## begin Records to process

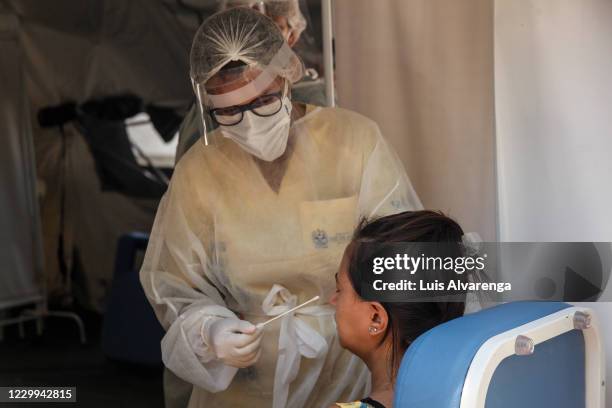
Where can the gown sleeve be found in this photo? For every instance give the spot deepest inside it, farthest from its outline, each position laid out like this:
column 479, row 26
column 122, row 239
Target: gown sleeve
column 385, row 187
column 179, row 280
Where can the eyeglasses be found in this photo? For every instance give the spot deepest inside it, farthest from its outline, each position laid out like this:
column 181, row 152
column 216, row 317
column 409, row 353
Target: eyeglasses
column 264, row 106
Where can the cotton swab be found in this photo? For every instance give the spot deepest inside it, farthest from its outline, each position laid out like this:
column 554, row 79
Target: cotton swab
column 260, row 325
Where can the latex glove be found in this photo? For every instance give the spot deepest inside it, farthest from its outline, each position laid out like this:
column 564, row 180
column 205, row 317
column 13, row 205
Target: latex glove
column 235, row 342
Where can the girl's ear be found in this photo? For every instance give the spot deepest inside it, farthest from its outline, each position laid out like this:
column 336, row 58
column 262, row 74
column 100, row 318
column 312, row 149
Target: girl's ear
column 379, row 319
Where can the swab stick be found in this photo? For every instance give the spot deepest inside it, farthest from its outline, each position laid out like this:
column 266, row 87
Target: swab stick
column 260, row 325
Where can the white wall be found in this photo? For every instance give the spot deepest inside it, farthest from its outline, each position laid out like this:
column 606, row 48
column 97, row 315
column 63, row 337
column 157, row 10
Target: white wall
column 553, row 85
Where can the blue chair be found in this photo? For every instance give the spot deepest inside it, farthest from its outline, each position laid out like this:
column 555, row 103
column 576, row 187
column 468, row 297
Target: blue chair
column 131, row 332
column 520, row 354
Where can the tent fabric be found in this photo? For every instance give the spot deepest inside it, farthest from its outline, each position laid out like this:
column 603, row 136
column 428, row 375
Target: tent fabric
column 20, row 255
column 79, row 50
column 423, row 70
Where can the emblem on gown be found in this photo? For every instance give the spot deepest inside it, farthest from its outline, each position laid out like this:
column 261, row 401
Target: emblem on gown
column 319, row 238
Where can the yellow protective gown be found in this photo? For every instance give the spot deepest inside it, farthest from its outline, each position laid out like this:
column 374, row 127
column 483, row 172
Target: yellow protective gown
column 226, row 244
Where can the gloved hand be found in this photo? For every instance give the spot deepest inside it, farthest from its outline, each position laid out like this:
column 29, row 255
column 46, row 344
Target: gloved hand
column 235, row 342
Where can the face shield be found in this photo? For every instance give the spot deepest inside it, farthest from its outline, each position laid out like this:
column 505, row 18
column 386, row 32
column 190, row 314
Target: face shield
column 235, row 57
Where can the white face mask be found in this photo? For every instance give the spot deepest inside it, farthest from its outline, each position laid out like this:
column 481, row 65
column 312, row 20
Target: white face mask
column 263, row 137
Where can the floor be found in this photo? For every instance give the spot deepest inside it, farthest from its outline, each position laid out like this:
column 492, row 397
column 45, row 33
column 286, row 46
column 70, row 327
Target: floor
column 58, row 359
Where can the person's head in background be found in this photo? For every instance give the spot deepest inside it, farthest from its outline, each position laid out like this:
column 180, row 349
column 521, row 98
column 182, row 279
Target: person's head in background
column 286, row 15
column 380, row 332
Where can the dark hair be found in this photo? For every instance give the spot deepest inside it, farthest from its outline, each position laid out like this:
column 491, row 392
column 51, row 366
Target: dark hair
column 407, row 320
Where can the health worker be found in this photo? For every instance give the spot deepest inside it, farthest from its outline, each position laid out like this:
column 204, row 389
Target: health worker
column 255, row 222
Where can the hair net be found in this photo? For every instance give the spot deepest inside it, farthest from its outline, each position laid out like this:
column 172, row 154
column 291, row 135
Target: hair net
column 245, row 35
column 239, row 35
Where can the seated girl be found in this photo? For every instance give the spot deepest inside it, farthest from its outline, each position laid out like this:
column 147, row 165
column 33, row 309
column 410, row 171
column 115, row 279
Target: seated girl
column 380, row 332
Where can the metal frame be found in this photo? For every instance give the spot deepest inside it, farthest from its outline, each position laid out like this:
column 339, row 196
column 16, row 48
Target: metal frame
column 497, row 348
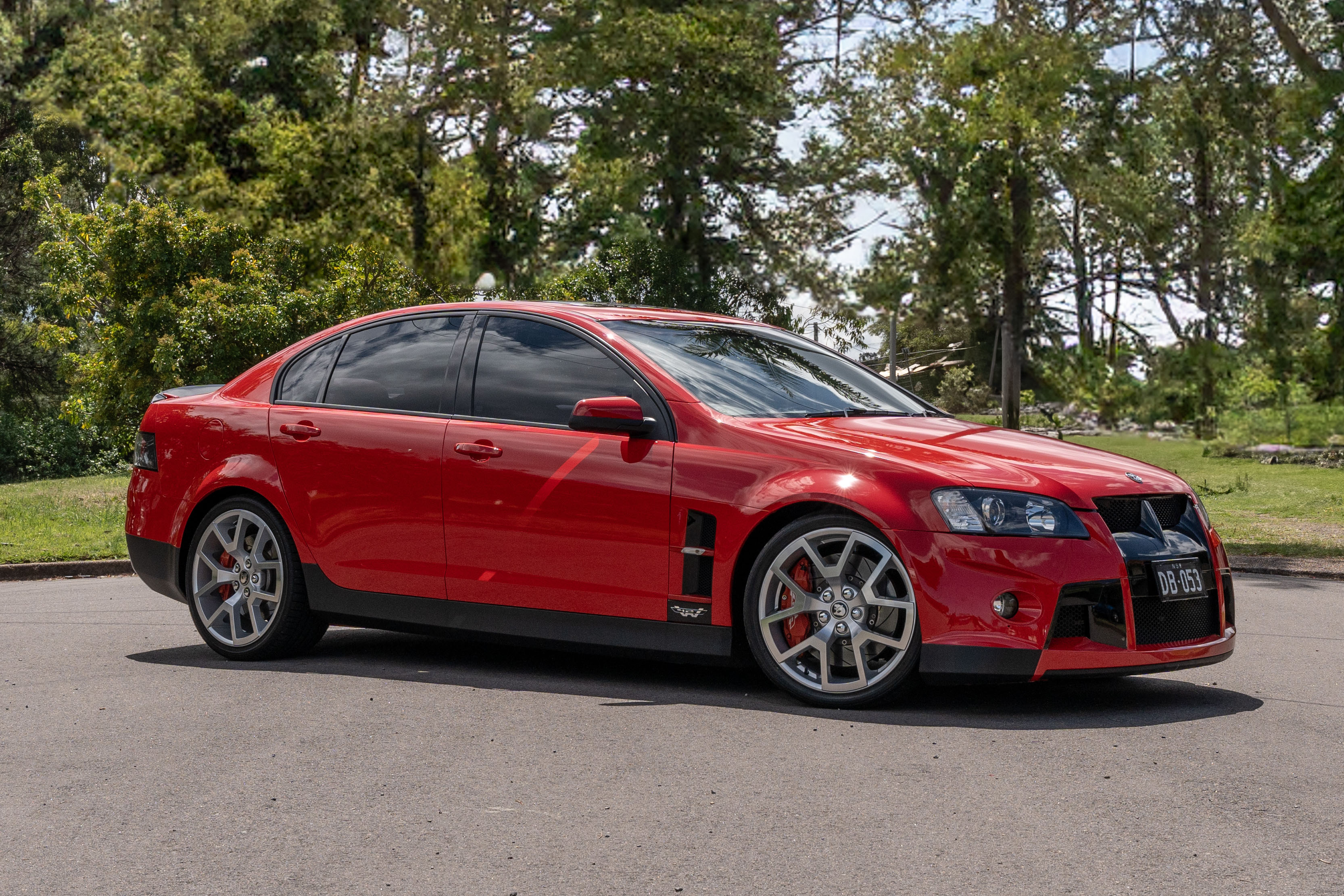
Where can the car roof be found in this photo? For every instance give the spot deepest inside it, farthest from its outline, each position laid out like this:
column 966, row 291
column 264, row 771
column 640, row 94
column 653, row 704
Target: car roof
column 588, row 311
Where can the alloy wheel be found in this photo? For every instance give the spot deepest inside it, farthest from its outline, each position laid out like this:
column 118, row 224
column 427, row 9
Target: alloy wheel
column 238, row 578
column 837, row 610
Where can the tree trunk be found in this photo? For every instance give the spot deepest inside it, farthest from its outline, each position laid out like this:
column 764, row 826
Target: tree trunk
column 420, row 202
column 1206, row 294
column 1015, row 293
column 1082, row 282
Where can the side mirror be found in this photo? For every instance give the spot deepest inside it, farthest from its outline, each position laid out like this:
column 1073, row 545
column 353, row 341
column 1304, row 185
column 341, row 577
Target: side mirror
column 611, row 414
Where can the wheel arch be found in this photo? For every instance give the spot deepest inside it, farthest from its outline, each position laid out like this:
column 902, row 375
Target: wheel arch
column 765, row 530
column 203, row 505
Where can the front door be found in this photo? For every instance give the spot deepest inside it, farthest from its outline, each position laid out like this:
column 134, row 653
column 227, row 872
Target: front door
column 538, row 515
column 361, row 453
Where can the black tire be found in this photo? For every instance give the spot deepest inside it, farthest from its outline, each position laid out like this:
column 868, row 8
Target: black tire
column 288, row 627
column 796, row 675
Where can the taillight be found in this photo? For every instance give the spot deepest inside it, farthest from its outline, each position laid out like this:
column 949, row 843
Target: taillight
column 146, row 457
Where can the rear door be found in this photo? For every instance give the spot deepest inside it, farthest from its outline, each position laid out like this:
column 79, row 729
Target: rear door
column 358, row 432
column 546, row 516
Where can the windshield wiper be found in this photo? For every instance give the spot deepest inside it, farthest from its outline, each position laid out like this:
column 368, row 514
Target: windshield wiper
column 853, row 411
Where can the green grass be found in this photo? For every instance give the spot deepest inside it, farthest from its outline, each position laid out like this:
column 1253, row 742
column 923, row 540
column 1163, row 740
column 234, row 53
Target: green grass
column 81, row 519
column 1284, row 508
column 1288, row 510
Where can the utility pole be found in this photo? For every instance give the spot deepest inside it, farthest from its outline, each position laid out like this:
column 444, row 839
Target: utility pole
column 891, row 346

## end Records to process

* _Instructions for the task_
Copy out word for word the part of the data that opens with the line containing "Where can the taillight" and closes with the line containing "column 546, row 516", both of those lines included.

* _Written solution_
Where can the taillight be found in this photo? For every instance give the spot deepest inside it, farthest from its outline, each position laid out like this:
column 949, row 843
Target: taillight
column 146, row 457
Where can the rear door be found in this photo? For every instance give the spot deepest inside it, farthest from its outline, each position laid out like this:
column 79, row 729
Target: rear door
column 358, row 432
column 546, row 516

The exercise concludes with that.